**WHAT YOU NEED TO DO:**
This exercise calls for the records to be repeated in full, exactly as written.

[Items from a dataset]
════════
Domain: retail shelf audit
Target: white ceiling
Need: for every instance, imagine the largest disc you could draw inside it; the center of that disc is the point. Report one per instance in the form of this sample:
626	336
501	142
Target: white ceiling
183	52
════════
**ANSWER TO THE PROBLEM:**
Domain: retail shelf audit
Target: white ceiling
Need: for every instance, imagine the largest disc you could draw inside it; the center of that disc is the point. Report one per instance in the form of this sample:
626	336
501	142
Target: white ceiling
183	52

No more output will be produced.